• STATED PROBLEM:
Please show, copied in full, each line of the material below that contains the string "Target".
**** DATA ROWS ****
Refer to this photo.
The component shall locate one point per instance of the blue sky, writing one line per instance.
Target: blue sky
****
**** DATA ROWS ****
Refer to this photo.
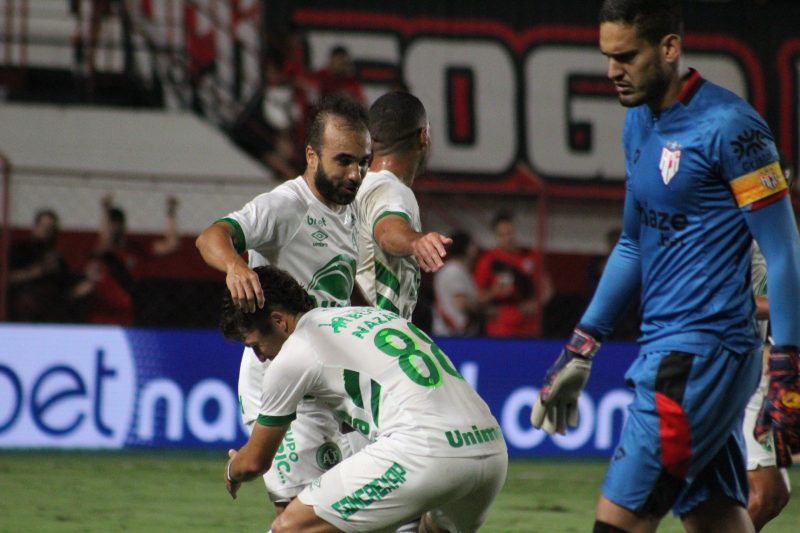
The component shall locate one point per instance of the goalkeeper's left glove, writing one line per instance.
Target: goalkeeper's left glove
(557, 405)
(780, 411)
****
**** DATA ROWS ****
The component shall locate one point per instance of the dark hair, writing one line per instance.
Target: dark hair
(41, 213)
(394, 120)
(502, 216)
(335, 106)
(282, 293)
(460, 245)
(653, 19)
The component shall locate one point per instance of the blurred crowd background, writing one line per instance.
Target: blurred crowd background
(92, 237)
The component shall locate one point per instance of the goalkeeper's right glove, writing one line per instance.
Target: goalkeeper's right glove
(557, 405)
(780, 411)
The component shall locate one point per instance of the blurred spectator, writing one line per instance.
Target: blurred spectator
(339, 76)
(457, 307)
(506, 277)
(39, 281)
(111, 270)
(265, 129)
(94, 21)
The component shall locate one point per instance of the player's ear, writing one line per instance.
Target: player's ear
****
• ANSWER TO THE TASK:
Target: blue sky
Target: goalkeeper's left glove
Target: dark hair
Target: blurred crowd background
Target: goalkeeper's right glove
Target: blurred spectator
Target: player's ear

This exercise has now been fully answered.